# EXERCISE
Your reply should hold the line containing "Target: plant stalk" and every later line of the records, reproduced exactly, and no other lines.

# EXERCISE INPUT
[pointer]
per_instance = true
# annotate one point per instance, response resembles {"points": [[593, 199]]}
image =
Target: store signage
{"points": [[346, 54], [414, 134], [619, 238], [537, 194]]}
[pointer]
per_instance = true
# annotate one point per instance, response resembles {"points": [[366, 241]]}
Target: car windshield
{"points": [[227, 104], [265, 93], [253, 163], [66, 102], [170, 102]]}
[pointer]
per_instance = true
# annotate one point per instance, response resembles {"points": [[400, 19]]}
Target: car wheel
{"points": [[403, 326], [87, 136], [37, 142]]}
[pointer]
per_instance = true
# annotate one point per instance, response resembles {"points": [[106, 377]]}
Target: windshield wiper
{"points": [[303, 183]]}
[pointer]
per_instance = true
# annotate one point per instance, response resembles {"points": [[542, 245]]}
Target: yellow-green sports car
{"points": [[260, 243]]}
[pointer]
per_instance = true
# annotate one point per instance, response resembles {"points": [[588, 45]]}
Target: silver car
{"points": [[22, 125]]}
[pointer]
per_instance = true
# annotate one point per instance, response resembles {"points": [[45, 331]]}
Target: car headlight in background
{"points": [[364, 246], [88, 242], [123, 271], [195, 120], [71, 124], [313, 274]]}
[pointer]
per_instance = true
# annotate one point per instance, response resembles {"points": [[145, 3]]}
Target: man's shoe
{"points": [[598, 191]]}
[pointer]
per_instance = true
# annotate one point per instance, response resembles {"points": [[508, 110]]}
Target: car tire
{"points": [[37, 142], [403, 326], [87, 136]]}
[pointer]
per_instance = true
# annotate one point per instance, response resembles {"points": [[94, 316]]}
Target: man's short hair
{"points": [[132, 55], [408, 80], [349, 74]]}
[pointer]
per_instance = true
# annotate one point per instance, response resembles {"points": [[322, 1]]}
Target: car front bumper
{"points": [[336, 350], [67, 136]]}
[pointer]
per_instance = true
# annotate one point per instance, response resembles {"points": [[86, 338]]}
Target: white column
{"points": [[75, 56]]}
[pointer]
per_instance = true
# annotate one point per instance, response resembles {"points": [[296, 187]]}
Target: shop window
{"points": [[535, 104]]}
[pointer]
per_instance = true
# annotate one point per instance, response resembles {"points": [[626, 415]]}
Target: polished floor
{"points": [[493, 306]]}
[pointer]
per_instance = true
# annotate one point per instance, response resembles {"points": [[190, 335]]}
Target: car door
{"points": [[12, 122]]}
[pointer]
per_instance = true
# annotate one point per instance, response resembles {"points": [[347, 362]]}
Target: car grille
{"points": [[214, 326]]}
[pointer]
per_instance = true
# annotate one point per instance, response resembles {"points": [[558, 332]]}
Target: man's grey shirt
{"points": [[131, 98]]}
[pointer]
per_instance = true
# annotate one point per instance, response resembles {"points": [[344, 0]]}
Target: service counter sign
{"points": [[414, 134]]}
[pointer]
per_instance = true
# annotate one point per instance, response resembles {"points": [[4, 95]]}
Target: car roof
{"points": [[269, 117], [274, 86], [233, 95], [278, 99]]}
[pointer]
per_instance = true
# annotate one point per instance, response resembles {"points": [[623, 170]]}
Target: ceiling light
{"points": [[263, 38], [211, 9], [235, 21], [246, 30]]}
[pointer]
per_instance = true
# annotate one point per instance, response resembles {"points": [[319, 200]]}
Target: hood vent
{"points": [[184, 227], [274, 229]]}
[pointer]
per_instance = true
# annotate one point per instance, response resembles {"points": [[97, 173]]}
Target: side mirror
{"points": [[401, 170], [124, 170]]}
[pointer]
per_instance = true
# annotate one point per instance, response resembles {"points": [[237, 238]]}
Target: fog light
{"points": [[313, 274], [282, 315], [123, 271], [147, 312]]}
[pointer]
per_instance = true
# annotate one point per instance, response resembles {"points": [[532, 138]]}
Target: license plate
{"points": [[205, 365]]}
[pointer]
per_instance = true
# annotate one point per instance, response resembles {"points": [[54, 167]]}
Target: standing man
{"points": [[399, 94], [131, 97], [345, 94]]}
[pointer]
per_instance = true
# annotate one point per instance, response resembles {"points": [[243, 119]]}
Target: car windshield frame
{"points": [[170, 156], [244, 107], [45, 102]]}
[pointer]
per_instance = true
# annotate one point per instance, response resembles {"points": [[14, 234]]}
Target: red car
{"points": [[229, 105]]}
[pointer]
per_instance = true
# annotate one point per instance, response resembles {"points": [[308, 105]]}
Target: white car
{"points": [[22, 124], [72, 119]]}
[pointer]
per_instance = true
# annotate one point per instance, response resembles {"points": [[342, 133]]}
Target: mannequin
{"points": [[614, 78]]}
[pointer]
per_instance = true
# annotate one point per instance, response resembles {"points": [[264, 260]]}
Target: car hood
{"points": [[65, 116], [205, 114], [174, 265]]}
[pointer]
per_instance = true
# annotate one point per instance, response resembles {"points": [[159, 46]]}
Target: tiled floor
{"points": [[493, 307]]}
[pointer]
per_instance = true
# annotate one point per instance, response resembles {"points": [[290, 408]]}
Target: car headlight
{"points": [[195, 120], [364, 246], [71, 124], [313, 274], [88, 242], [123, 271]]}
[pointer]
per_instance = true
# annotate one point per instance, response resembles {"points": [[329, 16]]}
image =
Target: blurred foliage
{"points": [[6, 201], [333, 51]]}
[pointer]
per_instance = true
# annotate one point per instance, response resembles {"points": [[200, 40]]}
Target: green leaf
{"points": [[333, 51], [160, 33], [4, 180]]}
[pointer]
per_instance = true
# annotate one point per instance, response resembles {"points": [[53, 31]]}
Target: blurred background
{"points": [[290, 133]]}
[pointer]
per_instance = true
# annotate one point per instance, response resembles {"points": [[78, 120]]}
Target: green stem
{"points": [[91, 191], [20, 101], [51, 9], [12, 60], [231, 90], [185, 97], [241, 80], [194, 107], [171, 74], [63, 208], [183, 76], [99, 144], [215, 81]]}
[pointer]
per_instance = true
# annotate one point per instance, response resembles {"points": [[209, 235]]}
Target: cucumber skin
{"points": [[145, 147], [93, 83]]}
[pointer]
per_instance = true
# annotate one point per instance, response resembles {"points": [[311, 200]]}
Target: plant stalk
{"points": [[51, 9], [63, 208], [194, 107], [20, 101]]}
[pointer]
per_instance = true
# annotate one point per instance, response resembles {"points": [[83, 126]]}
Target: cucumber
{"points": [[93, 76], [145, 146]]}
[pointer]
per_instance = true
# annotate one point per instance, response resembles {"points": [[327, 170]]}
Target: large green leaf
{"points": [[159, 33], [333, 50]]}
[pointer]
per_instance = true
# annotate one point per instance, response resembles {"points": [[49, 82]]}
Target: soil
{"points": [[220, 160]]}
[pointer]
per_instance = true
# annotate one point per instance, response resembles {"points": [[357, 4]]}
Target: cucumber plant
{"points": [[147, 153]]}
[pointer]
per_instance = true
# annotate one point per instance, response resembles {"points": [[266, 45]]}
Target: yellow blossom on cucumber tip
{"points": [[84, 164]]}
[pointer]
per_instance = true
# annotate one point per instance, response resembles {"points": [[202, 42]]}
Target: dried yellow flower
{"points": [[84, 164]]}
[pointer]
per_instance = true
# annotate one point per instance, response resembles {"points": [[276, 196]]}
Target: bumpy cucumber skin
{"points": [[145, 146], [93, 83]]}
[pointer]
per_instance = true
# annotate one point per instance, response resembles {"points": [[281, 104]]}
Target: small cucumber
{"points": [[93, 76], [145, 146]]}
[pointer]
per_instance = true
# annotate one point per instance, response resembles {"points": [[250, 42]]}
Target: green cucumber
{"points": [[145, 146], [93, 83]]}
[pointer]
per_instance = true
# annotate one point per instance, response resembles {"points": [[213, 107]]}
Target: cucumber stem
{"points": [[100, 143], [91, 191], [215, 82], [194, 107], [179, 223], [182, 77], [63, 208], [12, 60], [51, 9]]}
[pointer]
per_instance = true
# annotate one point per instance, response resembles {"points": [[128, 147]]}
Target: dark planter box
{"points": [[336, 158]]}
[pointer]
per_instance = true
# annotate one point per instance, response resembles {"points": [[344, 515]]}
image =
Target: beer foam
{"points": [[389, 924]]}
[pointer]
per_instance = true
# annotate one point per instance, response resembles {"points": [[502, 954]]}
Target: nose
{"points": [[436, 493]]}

# SOLUTION FOR THIS TASK
Target: plant stalk
{"points": [[51, 9], [63, 208], [194, 107], [20, 101]]}
[pointer]
per_instance = true
# annotate one point per instance, response resembles {"points": [[83, 126]]}
Target: cucumber
{"points": [[93, 76], [145, 146]]}
[pointer]
per_instance = true
# annotate one point per instance, response resembles {"points": [[327, 170]]}
Target: large green leaf
{"points": [[159, 33], [333, 50]]}
[pointer]
per_instance = true
# annotate one point per instance, response resembles {"points": [[49, 82]]}
Target: soil
{"points": [[220, 160]]}
[pointer]
per_instance = true
# annotate one point per instance, response resembles {"points": [[357, 4]]}
Target: cucumber plant
{"points": [[147, 153]]}
[pointer]
per_instance = true
# annotate one point per instance, response resembles {"points": [[266, 45]]}
Target: yellow blossom on cucumber tip
{"points": [[84, 164]]}
[pointer]
per_instance = true
# annotate one point per instance, response resembles {"points": [[202, 42]]}
Target: dried yellow flower
{"points": [[84, 164]]}
[pointer]
per_instance = true
# annotate one point per instance, response resembles {"points": [[276, 196]]}
Target: bumpy cucumber skin
{"points": [[145, 146], [93, 83]]}
[pointer]
per_instance = true
# annotate one point per instance, response resembles {"points": [[281, 104]]}
Target: small cucumber
{"points": [[93, 76], [145, 146]]}
[pointer]
per_instance = true
# annotate one point per instance, response resembles {"points": [[250, 42]]}
Target: green cucumber
{"points": [[145, 146], [93, 83]]}
[pointer]
per_instance = true
# annotate one point per instance, response resembles {"points": [[213, 107]]}
Target: cucumber stem
{"points": [[100, 143], [91, 191], [215, 82], [194, 107], [179, 223], [182, 77], [63, 208], [12, 60], [51, 9]]}
[pointer]
per_instance = true
# annotate one point per instance, response resembles {"points": [[128, 147]]}
Target: dark planter box
{"points": [[336, 158]]}
[pointer]
per_instance = true
# annotate one point per instance, response resembles {"points": [[344, 515]]}
image =
Target: beer foam
{"points": [[389, 924]]}
[pointer]
per_instance = true
# annotate one point per instance, response resembles {"points": [[502, 954]]}
Target: nose
{"points": [[436, 493]]}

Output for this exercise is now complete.